Zadanie:
Wyodrębnij z poniższych rekordów wszystkie wiersze zawierające ciąg „white”.

### Dane wejściowe

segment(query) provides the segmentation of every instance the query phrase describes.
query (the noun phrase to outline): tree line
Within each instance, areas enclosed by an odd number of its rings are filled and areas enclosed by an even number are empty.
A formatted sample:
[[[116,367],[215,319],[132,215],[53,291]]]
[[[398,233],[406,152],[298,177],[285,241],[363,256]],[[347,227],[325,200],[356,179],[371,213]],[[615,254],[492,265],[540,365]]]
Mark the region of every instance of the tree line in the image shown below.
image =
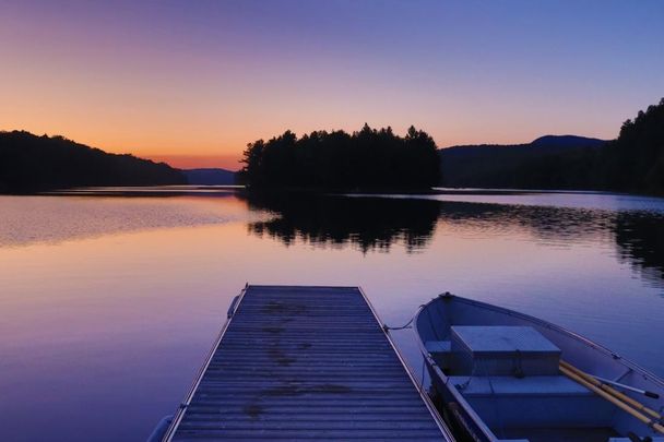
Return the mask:
[[[413,126],[359,131],[292,131],[258,140],[244,152],[241,182],[251,188],[425,189],[440,182],[434,139]]]
[[[0,132],[0,193],[186,182],[179,170],[164,163],[108,154],[58,135]]]
[[[549,143],[443,148],[441,184],[664,194],[664,98],[625,121],[615,140],[544,139]]]

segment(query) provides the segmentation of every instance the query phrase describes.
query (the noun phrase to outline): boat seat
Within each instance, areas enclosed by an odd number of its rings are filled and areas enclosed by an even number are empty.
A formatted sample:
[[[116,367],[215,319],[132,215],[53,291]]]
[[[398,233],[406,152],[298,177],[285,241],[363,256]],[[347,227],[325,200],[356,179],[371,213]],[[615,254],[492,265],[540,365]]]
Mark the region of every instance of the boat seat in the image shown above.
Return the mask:
[[[450,353],[452,351],[450,341],[427,341],[424,346],[438,367],[446,369],[450,366]]]
[[[489,428],[607,427],[616,408],[562,375],[450,377]],[[490,383],[489,383],[490,380]],[[458,386],[461,385],[461,386]]]
[[[427,341],[424,346],[429,354],[434,355],[436,353],[449,353],[452,348],[452,343],[449,341]]]
[[[465,389],[463,385],[471,380]],[[490,383],[489,383],[490,380]],[[592,396],[594,393],[567,377],[450,377],[450,382],[466,397],[487,395]],[[493,387],[493,391],[491,391]]]

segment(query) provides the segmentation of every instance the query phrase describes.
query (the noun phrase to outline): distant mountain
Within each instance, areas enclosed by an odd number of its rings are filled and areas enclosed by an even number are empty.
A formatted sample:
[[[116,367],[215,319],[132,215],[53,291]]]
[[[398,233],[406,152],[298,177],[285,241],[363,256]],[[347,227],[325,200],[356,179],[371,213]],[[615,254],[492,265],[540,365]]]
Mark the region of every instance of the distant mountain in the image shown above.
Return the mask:
[[[0,131],[0,193],[182,183],[185,176],[164,163],[109,154],[62,136]]]
[[[194,186],[230,186],[236,183],[235,172],[226,169],[182,169],[189,184]]]
[[[444,187],[571,189],[590,186],[584,170],[606,141],[545,135],[527,144],[462,145],[439,150]]]
[[[530,143],[535,147],[602,147],[606,144],[606,140],[590,139],[588,136],[578,135],[544,135]]]

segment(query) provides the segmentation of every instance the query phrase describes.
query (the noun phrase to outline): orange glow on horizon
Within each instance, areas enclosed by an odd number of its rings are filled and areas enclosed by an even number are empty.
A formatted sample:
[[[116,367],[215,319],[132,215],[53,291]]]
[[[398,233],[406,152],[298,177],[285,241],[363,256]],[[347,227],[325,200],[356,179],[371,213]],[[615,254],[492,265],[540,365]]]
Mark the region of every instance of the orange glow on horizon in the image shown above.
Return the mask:
[[[241,168],[239,157],[235,155],[145,155],[156,163],[166,163],[178,169],[222,168],[237,171]]]

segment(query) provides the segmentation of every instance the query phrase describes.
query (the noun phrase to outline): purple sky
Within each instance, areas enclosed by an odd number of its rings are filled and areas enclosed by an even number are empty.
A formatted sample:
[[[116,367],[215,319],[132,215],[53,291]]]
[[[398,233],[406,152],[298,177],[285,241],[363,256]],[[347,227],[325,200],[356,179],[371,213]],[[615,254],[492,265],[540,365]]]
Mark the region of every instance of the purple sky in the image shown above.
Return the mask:
[[[286,129],[614,138],[664,96],[662,1],[0,1],[0,129],[237,168]]]

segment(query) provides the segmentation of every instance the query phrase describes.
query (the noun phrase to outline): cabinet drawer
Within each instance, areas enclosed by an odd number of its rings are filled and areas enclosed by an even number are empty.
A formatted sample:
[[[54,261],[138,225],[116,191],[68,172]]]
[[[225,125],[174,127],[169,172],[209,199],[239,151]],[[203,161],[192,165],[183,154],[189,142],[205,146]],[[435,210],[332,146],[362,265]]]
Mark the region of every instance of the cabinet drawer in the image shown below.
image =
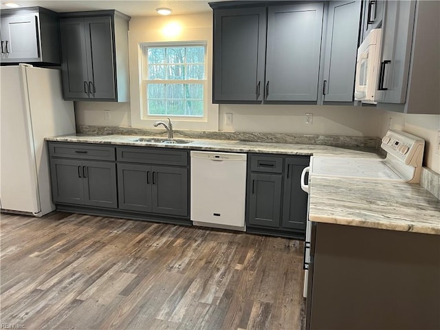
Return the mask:
[[[115,148],[113,146],[78,144],[77,143],[49,142],[51,157],[79,158],[81,160],[115,160]]]
[[[188,152],[170,149],[144,147],[118,148],[118,162],[157,164],[162,165],[188,165]]]
[[[283,172],[283,157],[252,155],[250,170],[254,172],[267,173],[281,173]]]

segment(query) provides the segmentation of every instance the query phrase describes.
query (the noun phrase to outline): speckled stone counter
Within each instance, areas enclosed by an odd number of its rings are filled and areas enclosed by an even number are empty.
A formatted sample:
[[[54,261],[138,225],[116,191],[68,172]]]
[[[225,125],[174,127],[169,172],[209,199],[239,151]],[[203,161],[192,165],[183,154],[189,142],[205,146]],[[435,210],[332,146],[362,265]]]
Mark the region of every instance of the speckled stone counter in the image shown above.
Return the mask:
[[[94,143],[112,145],[128,145],[157,148],[178,148],[183,149],[226,151],[234,153],[278,153],[285,155],[322,155],[339,157],[380,157],[374,147],[331,146],[316,144],[252,142],[234,140],[189,140],[186,144],[164,144],[137,141],[139,135],[92,135],[76,134],[47,138],[48,141],[63,142]],[[142,138],[145,138],[142,136]],[[157,137],[156,137],[157,138]]]
[[[312,221],[440,235],[440,201],[416,184],[311,177]]]
[[[371,146],[215,140],[191,140],[186,144],[163,144],[136,141],[139,138],[128,135],[77,134],[46,140],[237,153],[382,157],[377,149]],[[440,201],[418,184],[318,177],[312,177],[309,184],[311,221],[440,234]]]

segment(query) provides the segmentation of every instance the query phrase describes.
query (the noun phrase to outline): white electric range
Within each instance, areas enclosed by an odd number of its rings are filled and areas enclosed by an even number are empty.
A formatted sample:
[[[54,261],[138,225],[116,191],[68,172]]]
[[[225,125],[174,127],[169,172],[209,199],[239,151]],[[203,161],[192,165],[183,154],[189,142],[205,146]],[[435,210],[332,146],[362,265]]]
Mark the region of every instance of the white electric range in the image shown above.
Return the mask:
[[[355,178],[364,180],[382,180],[418,183],[423,160],[425,141],[411,134],[389,130],[382,138],[381,148],[386,152],[384,160],[340,157],[312,156],[310,166],[301,175],[301,188],[309,193],[309,185],[305,184],[306,174],[325,177]],[[304,292],[307,297],[308,264],[310,262],[311,223],[306,221],[304,252]]]

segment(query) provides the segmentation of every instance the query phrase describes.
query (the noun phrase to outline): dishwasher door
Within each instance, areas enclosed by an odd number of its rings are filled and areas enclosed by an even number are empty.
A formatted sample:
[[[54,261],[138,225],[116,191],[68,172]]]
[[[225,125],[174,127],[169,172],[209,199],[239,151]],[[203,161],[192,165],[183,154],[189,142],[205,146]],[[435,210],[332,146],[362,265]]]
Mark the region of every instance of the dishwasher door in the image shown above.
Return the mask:
[[[193,223],[245,230],[247,155],[191,151],[190,157]]]

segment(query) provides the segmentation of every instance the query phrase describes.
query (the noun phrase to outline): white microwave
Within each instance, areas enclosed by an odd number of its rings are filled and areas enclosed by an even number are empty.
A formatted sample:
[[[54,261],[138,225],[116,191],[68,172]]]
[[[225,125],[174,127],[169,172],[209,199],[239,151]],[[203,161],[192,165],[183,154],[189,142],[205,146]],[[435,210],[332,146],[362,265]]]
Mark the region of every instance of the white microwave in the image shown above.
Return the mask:
[[[379,78],[382,29],[373,29],[358,49],[355,100],[375,104]]]

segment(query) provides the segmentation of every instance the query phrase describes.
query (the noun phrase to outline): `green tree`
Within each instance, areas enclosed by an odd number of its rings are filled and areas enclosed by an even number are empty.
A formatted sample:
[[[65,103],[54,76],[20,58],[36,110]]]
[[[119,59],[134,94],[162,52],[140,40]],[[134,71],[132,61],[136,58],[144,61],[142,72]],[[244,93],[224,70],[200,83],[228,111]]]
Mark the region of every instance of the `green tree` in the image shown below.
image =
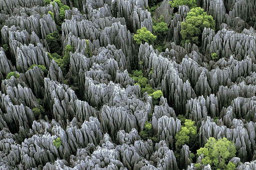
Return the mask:
[[[185,21],[181,22],[182,45],[184,46],[185,43],[198,44],[198,38],[205,27],[214,29],[215,22],[212,17],[207,15],[207,12],[200,7],[192,9],[187,14]]]
[[[218,59],[218,56],[217,54],[215,53],[212,53],[211,55],[211,57],[212,57],[212,59],[214,60],[215,60]]]
[[[185,123],[185,121],[186,120],[186,118],[184,117],[184,116],[182,115],[178,115],[178,118],[180,121],[180,123],[182,125],[183,125]]]
[[[32,109],[32,111],[34,114],[34,115],[36,117],[37,119],[40,115],[44,114],[45,111],[44,107],[39,105],[38,107],[34,107]]]
[[[69,7],[66,5],[63,5],[62,7],[60,9],[60,12],[59,15],[60,16],[60,18],[61,21],[62,22],[65,19],[65,11],[66,10],[68,10],[70,9]]]
[[[142,70],[133,70],[132,71],[132,76],[134,77],[139,77],[140,76],[143,76],[143,73],[142,72]]]
[[[153,93],[149,94],[153,98],[153,104],[154,106],[159,105],[160,102],[160,98],[163,96],[163,92],[161,90],[155,91]]]
[[[60,37],[59,33],[56,31],[50,33],[46,35],[45,39],[50,48],[50,52],[52,53],[57,53],[59,55],[61,55],[61,45]]]
[[[157,90],[149,95],[154,99],[157,99],[163,96],[163,92],[161,90]]]
[[[50,15],[51,15],[51,16],[52,18],[52,19],[54,20],[54,15],[53,15],[53,13],[52,13],[52,12],[51,11],[48,11],[47,13],[47,14],[50,14]]]
[[[3,48],[4,48],[4,51],[5,52],[6,52],[9,50],[9,46],[7,44],[3,45]]]
[[[51,2],[52,2],[51,0],[44,0],[44,3],[47,5],[47,4],[50,4]]]
[[[157,23],[156,25],[153,26],[153,31],[158,37],[164,36],[169,30],[167,24],[164,22]]]
[[[196,138],[196,127],[195,122],[189,119],[186,119],[185,126],[181,127],[180,131],[175,135],[176,147],[180,148],[184,144],[189,147],[195,144]]]
[[[35,66],[37,66],[38,68],[44,72],[44,75],[45,76],[48,73],[48,70],[47,70],[45,66],[44,65],[37,65],[36,64],[32,64],[31,66],[28,68],[28,70],[33,69]]]
[[[148,78],[142,76],[140,76],[138,77],[132,77],[131,78],[134,80],[135,83],[138,83],[141,88],[145,87],[148,81]]]
[[[15,71],[12,71],[12,72],[10,72],[7,74],[7,76],[6,77],[6,79],[10,79],[11,77],[13,76],[16,78],[20,78],[19,74],[16,73]]]
[[[60,137],[58,137],[54,140],[52,143],[53,145],[58,148],[61,145],[61,140]]]
[[[74,48],[70,45],[67,45],[65,47],[64,55],[63,57],[63,62],[61,67],[61,70],[64,74],[66,74],[67,71],[69,69],[70,52],[74,52]]]
[[[155,91],[156,91],[152,88],[152,87],[148,84],[146,84],[145,87],[141,88],[141,93],[143,94],[145,92],[147,92],[148,94],[152,93]]]
[[[179,6],[187,5],[190,9],[196,7],[196,0],[173,0],[169,2],[172,7],[179,7]]]
[[[142,43],[152,42],[156,39],[154,35],[146,27],[142,27],[137,30],[136,33],[133,35],[133,39],[138,44]]]
[[[231,162],[229,162],[227,165],[226,170],[235,170],[236,169],[236,165]]]
[[[60,8],[61,8],[64,5],[64,4],[61,3],[60,0],[54,0],[53,2],[56,2]]]
[[[224,137],[217,141],[213,137],[210,137],[204,147],[197,151],[197,154],[204,155],[202,160],[203,164],[210,165],[215,169],[233,169],[232,163],[226,163],[236,155],[236,147],[232,141]]]

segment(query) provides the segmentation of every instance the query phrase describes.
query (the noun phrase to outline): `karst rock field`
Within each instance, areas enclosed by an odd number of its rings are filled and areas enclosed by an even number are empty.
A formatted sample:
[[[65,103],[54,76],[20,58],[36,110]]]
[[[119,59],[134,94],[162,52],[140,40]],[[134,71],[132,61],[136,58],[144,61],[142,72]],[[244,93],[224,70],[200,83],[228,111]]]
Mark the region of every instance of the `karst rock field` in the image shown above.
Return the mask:
[[[0,170],[256,170],[256,0],[0,0]]]

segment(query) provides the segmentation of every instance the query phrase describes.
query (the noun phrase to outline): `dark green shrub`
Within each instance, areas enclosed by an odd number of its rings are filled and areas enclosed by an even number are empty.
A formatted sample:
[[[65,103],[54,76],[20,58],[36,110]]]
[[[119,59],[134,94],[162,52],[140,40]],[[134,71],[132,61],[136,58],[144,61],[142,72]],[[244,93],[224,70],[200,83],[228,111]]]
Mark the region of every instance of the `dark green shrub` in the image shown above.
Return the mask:
[[[50,4],[51,2],[52,2],[51,0],[44,0],[44,3],[47,5],[47,4]]]
[[[20,78],[19,74],[16,73],[15,71],[12,71],[12,72],[10,72],[7,74],[7,76],[6,77],[6,79],[10,79],[11,77],[13,76],[16,78]]]
[[[51,53],[57,53],[61,55],[61,45],[60,37],[59,33],[56,31],[50,33],[46,35],[45,39]]]
[[[140,136],[143,140],[148,140],[149,137],[152,137],[152,125],[147,122],[144,125],[143,130],[140,132]]]
[[[52,141],[53,145],[58,148],[61,145],[61,140],[60,137],[58,137],[53,140]]]
[[[44,72],[44,75],[45,76],[48,73],[48,70],[46,69],[45,66],[44,65],[37,65],[36,64],[32,64],[31,66],[28,68],[28,70],[33,69],[35,66],[37,66],[38,68]]]
[[[40,115],[44,114],[45,110],[43,107],[39,105],[39,106],[34,107],[32,109],[35,117],[37,118]]]
[[[48,11],[47,14],[50,14],[52,19],[54,20],[54,15],[53,15],[53,13],[51,11]]]
[[[218,56],[217,54],[215,53],[212,53],[211,55],[211,57],[214,60],[216,60],[218,59]]]
[[[185,21],[181,22],[182,45],[184,46],[185,43],[198,45],[199,37],[204,28],[214,29],[215,22],[212,17],[200,7],[193,8],[187,14]]]
[[[152,42],[156,39],[154,35],[146,27],[142,27],[137,30],[136,33],[133,35],[133,39],[138,44],[141,43]]]
[[[64,55],[63,57],[63,63],[61,67],[62,72],[64,74],[66,74],[67,71],[69,69],[70,52],[74,52],[74,48],[70,45],[67,45],[65,47]]]

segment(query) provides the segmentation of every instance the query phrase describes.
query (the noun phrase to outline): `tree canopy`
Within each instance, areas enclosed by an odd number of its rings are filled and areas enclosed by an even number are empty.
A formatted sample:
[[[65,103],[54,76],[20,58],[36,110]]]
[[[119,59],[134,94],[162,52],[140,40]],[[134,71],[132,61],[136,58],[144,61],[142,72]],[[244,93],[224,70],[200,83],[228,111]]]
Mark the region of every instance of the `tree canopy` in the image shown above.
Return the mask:
[[[133,35],[133,39],[137,44],[140,44],[152,42],[156,39],[156,36],[154,35],[146,27],[142,27],[137,30],[136,33]]]
[[[175,135],[176,147],[180,147],[184,144],[191,146],[195,143],[196,138],[196,127],[195,122],[185,119],[185,126],[181,127],[180,131]]]
[[[214,29],[215,22],[211,15],[200,7],[193,8],[187,14],[185,21],[181,22],[181,44],[185,43],[198,44],[199,37],[205,28]]]
[[[173,0],[169,2],[169,4],[173,8],[181,5],[187,5],[190,9],[196,7],[196,0]]]
[[[20,74],[18,73],[16,73],[15,71],[12,71],[10,72],[7,74],[6,77],[6,79],[10,79],[12,76],[14,76],[16,78],[20,78]]]
[[[232,142],[223,137],[217,141],[213,137],[210,137],[204,147],[197,151],[197,154],[204,155],[202,162],[204,165],[209,164],[215,169],[232,169],[234,166],[227,162],[236,155],[236,151],[235,144]]]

######

Pełna odpowiedź:
query (the noun phrase to outline): white electric range
Mark the region of every instance of the white electric range in the image shown above.
query (the noun phrase to outline): white microwave
Mark the region of every instance of the white microwave in the image shown above.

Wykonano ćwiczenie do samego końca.